- _SELECTED TEXT_:
········
Saturday, May 12, 2018

The Children Act: Ian McEwan

"Fiona Maye is a leading High Court judge who presides over cases in the family court.  She is renowned for her fierce intelligence, exactitude, and sensitivity.  Bur her professional success belies private sorrow and domestic strife.  There is the lingering regret of her childlessness, and now her marriage of thirty years is in crisis.

"At the same time, she is called on to try an urgent case:  Adam, a beautiful seventeen-year-old boy, is refusing for religious reasons the medical treatment that could save his life, and his devout parents echo his wishes.  Time is running out.  Should the secular court overrule sincerely expressed faith?  In the course of reaching a decision, Fiona visits Adam in the hospital -- an encounter that stirs long-buried feelings in her and powerful new emotions in the boy.  Her judgement has momentous consequences for them both."
········
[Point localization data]

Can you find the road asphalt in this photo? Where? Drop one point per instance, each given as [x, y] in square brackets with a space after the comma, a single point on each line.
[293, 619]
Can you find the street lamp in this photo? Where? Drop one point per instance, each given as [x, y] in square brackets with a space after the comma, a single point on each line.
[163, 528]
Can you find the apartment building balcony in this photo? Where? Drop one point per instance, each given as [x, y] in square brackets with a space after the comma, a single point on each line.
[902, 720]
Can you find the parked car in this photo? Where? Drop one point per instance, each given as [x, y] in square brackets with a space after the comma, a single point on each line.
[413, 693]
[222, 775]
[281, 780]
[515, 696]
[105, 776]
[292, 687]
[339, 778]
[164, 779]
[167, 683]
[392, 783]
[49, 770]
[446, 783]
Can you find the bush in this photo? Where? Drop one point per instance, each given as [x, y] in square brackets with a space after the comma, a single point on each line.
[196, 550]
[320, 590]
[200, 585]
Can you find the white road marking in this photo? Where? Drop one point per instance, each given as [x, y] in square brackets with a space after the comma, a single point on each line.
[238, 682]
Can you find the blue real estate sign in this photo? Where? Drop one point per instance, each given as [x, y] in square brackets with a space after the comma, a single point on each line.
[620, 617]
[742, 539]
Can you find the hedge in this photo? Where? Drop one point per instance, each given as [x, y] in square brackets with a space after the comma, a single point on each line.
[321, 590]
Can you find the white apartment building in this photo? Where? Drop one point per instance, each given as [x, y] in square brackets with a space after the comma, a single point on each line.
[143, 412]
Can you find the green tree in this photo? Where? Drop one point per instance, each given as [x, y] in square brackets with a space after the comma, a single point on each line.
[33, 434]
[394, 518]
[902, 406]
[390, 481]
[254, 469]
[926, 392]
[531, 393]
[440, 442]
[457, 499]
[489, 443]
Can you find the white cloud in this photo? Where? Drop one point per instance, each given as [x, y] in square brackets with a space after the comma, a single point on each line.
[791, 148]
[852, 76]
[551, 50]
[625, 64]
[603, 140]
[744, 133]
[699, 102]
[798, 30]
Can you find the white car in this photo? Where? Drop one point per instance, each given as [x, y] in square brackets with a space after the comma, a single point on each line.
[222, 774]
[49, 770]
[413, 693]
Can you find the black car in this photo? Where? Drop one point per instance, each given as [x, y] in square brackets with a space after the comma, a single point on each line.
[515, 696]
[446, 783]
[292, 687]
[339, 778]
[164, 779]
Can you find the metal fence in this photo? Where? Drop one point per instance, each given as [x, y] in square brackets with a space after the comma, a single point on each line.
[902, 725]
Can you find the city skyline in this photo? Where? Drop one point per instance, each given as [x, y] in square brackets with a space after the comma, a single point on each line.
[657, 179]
········
- _INSTRUCTIONS_:
1. What qualities is Fiona Maye renowned for, according to the book description?
2. Can you extend the description of The Children Act beyond its final sentence?
The listing is separate material and has no connection to the book description.

- _EXERCISE ANSWERS_:
1. Fierce intelligence, exactitude, and sensitivity.

2.
This is the second book I've read by Ian McEwan, Atonement being the first.  Though I read that book back in 2014, I still recall McEwan's lyrical, artistic style -- quintessential modern British literature (and Modern British Literature happened to be the course for which Atonement had been assigned); I knew the possibilities and depth into which I was about to dive with this book.  It's fairly short (there aren't even 250 pages in the hardcover printing), but the amount of emotion indecision McEwan was able to cram into a book of this length was astounding.  I expected to like it, but I didn't expect to find it so easy to read or so moving.

Fiona is a brilliant judge and some of the cases she hears are impossible.  I realize this is fiction, but I'm sure some of those situations do make appearances in real courts from time to time -- maybe even more often than we realize.  It's no wonder her marriage had become so strained.  If I was emotionally drained from reading about her life, I can only imagine what someone in her position would feel like, having lived it.  The strains upon her relationship and her husband's restlessness were written in a remarkably realistic fashion.  He wasn't crucified, but nor was Fiona.  I found myself wanting to hate him for what he did, but Fiona's vacillations muddied the waters brilliantly.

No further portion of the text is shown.